PROVIDED TEXT: Begin
With the top active home run clouters mostly absent from the all-star showcase, perhaps a new era of baseball is emerging, harkening back, if not to the Dead Ball era, at least to the relatively less lively ball of the National League 1920-1933.

Baseball history has the neat dividing line between the pre-1920 Dead Ball era and the Live Ball era which has prevailed ever since. Few are aware, however, that the ball of the National League from 1920 to 1933 was by no means a dead ball, but was merely a "livelier" ball.

The Great Depression perhaps influenced the National League in 1934 to adopt a new onion "stabilized" to the vivacious sphere used in the American League. The reasoning was reminiscent of that used to market sports to non-fans in modern sports. Scoring, scoring, scoring and more scoring was thought to bring in ladies and children. De-emphasized would be the subtleties that true fans loved: the stolen base, the hit and run, the double stretched into a triple. Why bother trying to squeeze out extra bases risking an out when the mighty swoop of a home run will score a runner from first as well as from third?

John E. Wray of the St. Louis Post Dispatch used the terminology of the time to deride the new ball's effect on the game:

"The new deal baseball would act like the New Deal dollar is supposed to---it would stimulate business...It is the prevailing belief that the public worships at the shrine of the Big Wallop...As regards the Knot Hole Gang [kids in St. Louis who watched the game through knot holes in the wall around Sportsman's Park] and the free ladies' day patronage, this is true. With many of these the climax of the game is...a knock over the wall. Whether the lively ball or the batter's prowess accomplishes this doesn't concern them. But the old "die hard" boys who like to see a run EARNED will never be reconciled to seeing a tally gained by intelligence and planning offset by a rubber-cored wallop over the roofs."
PROVIDED TEXT: End
RECORDS SHOWN: Begin
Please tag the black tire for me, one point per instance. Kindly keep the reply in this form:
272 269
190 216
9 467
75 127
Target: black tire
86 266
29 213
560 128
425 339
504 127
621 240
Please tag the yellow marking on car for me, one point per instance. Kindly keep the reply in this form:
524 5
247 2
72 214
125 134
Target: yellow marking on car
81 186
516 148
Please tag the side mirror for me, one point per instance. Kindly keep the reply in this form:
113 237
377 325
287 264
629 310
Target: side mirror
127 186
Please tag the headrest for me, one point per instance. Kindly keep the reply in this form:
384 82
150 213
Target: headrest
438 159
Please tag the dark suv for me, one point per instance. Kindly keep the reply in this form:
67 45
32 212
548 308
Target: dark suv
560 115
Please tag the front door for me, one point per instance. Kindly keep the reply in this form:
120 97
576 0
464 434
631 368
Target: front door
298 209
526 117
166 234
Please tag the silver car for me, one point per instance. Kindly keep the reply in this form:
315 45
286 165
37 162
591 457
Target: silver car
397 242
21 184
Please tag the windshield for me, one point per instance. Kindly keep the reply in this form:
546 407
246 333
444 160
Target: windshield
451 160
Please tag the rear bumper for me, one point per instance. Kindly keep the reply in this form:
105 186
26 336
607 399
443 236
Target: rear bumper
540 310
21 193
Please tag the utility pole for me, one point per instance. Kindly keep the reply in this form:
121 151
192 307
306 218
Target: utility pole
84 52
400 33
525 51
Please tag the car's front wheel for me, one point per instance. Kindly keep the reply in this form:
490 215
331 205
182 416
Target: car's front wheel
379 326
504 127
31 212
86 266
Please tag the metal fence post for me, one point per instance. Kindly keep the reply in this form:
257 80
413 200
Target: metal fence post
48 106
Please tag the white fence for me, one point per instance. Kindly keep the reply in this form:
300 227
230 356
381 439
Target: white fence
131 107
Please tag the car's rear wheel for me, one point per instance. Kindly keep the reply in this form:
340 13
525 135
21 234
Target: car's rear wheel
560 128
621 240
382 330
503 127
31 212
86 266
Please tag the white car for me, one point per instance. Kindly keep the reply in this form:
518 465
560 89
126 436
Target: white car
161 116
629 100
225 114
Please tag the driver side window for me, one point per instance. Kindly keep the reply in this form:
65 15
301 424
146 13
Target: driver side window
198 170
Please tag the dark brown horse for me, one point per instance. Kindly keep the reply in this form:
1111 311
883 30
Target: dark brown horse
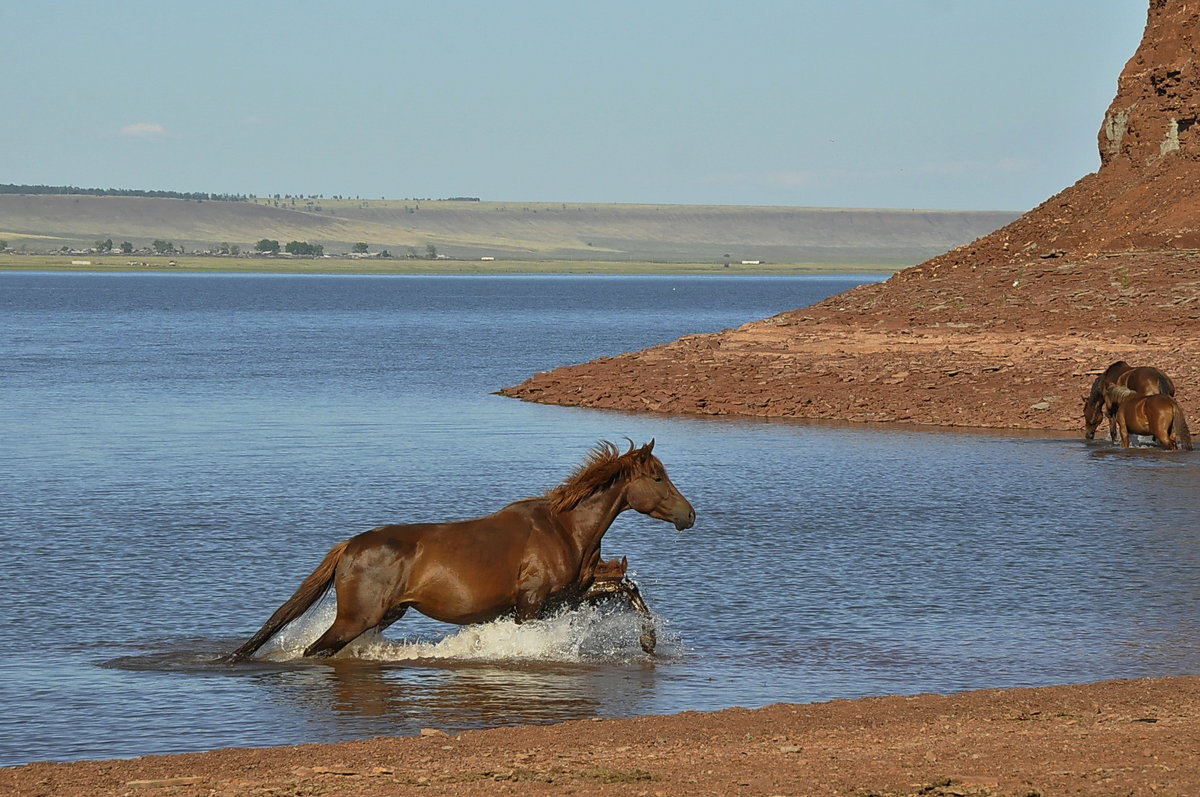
526 558
1158 414
610 580
1145 379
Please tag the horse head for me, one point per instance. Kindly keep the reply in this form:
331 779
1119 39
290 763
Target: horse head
652 492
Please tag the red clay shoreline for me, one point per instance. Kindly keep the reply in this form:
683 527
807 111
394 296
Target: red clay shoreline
1115 737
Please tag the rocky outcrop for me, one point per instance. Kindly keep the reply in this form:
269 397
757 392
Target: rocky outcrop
1007 331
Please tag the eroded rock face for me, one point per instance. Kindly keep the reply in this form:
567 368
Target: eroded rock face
1155 112
1006 331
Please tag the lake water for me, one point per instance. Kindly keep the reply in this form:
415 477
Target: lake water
178 451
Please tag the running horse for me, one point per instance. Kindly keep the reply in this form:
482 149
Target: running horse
1158 414
528 558
1145 379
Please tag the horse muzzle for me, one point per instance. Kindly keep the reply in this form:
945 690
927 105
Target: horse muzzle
684 519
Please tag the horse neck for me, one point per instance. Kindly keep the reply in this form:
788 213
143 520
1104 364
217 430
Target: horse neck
589 519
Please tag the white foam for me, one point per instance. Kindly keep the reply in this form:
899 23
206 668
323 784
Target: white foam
581 635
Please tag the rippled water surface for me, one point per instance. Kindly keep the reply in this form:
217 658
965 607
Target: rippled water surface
180 450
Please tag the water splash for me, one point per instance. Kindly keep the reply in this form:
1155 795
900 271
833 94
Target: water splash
588 634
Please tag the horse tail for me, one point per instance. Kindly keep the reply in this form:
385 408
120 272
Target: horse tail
306 594
1181 429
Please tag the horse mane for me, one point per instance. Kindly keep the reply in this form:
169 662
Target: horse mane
1109 376
1119 393
604 466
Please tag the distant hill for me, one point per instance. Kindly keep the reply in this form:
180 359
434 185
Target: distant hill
502 229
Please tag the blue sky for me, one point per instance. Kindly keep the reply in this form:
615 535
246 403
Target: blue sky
867 103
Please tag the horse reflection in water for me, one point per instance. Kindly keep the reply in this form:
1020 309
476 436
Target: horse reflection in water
1144 379
531 557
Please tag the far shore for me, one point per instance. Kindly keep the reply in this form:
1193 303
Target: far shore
190 263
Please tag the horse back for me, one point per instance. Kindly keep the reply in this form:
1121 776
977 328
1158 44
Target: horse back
1147 381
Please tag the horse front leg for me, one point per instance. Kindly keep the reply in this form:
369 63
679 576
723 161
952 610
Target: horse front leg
599 589
649 637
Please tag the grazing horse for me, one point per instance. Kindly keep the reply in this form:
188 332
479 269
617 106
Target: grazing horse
610 580
1158 414
526 558
1145 379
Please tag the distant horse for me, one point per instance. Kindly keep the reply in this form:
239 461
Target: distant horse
531 556
1157 414
1145 379
610 580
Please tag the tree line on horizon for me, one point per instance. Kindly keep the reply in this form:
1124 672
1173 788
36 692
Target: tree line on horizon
198 196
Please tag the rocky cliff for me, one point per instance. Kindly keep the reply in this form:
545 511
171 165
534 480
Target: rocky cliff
1007 331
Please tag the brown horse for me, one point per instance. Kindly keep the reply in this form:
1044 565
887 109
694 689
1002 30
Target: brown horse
610 580
1145 379
526 558
1157 414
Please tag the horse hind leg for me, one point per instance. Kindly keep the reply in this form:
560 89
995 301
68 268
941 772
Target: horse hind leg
357 613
RECORDS SHOWN: End
Retype the baseball passage from "The Great Depression" up to and including "as from third?". The rows above are separate from the baseball passage.

The Great Depression perhaps influenced the National League in 1934 to adopt a new onion "stabilized" to the vivacious sphere used in the American League. The reasoning was reminiscent of that used to market sports to non-fans in modern sports. Scoring, scoring, scoring and more scoring was thought to bring in ladies and children. De-emphasized would be the subtleties that true fans loved: the stolen base, the hit and run, the double stretched into a triple. Why bother trying to squeeze out extra bases risking an out when the mighty swoop of a home run will score a runner from first as well as from third?